[Point labeling examples]
****************

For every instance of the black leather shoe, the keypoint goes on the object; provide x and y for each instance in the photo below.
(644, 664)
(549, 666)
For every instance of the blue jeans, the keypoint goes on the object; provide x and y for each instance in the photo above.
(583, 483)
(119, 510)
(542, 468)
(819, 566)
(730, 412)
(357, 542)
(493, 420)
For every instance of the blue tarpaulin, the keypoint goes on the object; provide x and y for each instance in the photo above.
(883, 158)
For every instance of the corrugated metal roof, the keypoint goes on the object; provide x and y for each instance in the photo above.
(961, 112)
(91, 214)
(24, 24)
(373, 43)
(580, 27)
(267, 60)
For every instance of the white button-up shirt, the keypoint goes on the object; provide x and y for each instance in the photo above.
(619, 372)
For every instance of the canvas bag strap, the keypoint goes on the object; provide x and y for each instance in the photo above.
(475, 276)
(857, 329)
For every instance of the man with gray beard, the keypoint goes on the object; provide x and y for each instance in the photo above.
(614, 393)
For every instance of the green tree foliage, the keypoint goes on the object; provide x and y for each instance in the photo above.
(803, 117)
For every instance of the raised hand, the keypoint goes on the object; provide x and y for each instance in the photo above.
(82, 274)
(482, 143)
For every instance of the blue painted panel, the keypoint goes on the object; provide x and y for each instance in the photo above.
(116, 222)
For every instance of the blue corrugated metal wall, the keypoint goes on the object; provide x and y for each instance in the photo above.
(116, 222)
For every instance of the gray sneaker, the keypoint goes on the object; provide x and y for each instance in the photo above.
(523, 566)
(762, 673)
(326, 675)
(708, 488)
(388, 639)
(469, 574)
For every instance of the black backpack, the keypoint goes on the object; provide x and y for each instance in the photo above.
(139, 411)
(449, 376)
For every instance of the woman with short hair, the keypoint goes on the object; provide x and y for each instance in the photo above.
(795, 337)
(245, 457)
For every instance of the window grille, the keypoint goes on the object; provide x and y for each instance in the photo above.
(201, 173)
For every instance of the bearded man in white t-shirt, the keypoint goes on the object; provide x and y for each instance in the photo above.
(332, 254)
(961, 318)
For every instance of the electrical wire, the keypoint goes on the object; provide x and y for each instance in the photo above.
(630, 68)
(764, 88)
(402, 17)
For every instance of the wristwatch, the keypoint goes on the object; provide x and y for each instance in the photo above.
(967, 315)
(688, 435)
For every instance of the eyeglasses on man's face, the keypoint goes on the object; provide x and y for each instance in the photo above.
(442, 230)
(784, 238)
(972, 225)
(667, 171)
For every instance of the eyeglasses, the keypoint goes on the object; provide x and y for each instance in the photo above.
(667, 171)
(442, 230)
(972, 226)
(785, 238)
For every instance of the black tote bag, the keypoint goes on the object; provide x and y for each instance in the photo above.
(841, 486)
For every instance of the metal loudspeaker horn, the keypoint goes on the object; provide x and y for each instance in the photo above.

****************

● JOB:
Reproduce the entries above in full, verbatim.

● COMPLETED EXERCISE:
For every instance of the black leather shoe, the keypoint goes on the object; provide x and y for each instance in the photo below.
(644, 664)
(549, 666)
For every instance of the blue jeans, the keypoint goes on the object; provide x and y for each instance in the photo above.
(583, 483)
(119, 510)
(542, 468)
(819, 566)
(730, 412)
(357, 542)
(493, 420)
For every instance of the blue tarpaulin, the keypoint goes on the object; provide x and y for each instance in the photo above.
(883, 158)
For every instance of the corrugated metal roof, the keypoint goes on the object; provide x and y for each instance in the photo above.
(961, 112)
(91, 214)
(24, 24)
(373, 43)
(580, 27)
(267, 60)
For every instance of the white button-up shirt, the keypoint goes on the object; provide x and y for each instance in the photo above.
(619, 372)
For every instance of the canvas bag strap, the keypoint goes on the object; provide x and y for each instance in the photo above.
(475, 276)
(857, 329)
For every instance of the man with gray beard, the keypoint goes on the object; provide x and y for each instance in the photo above.
(614, 393)
For every instance of the green tree foliage, the keypoint goes on the object; provide x and y for each instance in the photo above.
(803, 117)
For every instance of the raised hand, the keypoint goes on the object; provide x and y for each instance in the photo above.
(82, 274)
(482, 143)
For every instance of the blue painted panel, the keypoint goes on the object; provide x and y for each instance in the photo above.
(116, 222)
For every instance of the blue corrugated metal wall, the keypoint goes on the object; provide x and y for each instance in the photo above.
(116, 222)
For every instance of the gray sneaker, the keypoint goes on the object; provide x and y for each instance in the photo above.
(523, 566)
(762, 673)
(326, 675)
(708, 488)
(388, 639)
(469, 574)
For every instance of the black backpack, the keypoint goes on the object; provide x and y for each instance in the photo above.
(139, 411)
(449, 376)
For every instance of the woman with short hair, the keypoint goes on the object; provide x and y for each instance in the photo above.
(795, 337)
(245, 457)
For every instance of the window grille, the keypoint goes on the object; provide x and y for each instance in the photo above.
(201, 173)
For every instance of the bearded man in white t-shirt, the keypoint goes on the object; provide x and y for each instance in the photo above.
(332, 254)
(961, 318)
For every instance of the electrical wire, the keypoint goes on the object; provide x and y for each instance in the photo above.
(630, 68)
(764, 88)
(402, 17)
For every instance of the wristwatch, the keypoint goes on the object; provide x and y for each instance in the photo above.
(967, 315)
(688, 435)
For every instance of the eyeglasses on man's face, the keypoint goes on the object; provide x and y for each instance in the photo above.
(442, 230)
(784, 238)
(972, 225)
(667, 171)
For every instance of the eyeglasses, the keypoint goes on the object; provide x and y for each instance in the photo above.
(667, 171)
(442, 230)
(972, 226)
(785, 238)
For every instance of the black tote bag, the keypoint goes on the object; provide x and y for each instance in the photo above.
(841, 486)
For every instance of the metal loudspeaker horn, the keypoint goes on the object; provide x and y for each instance in the photo above.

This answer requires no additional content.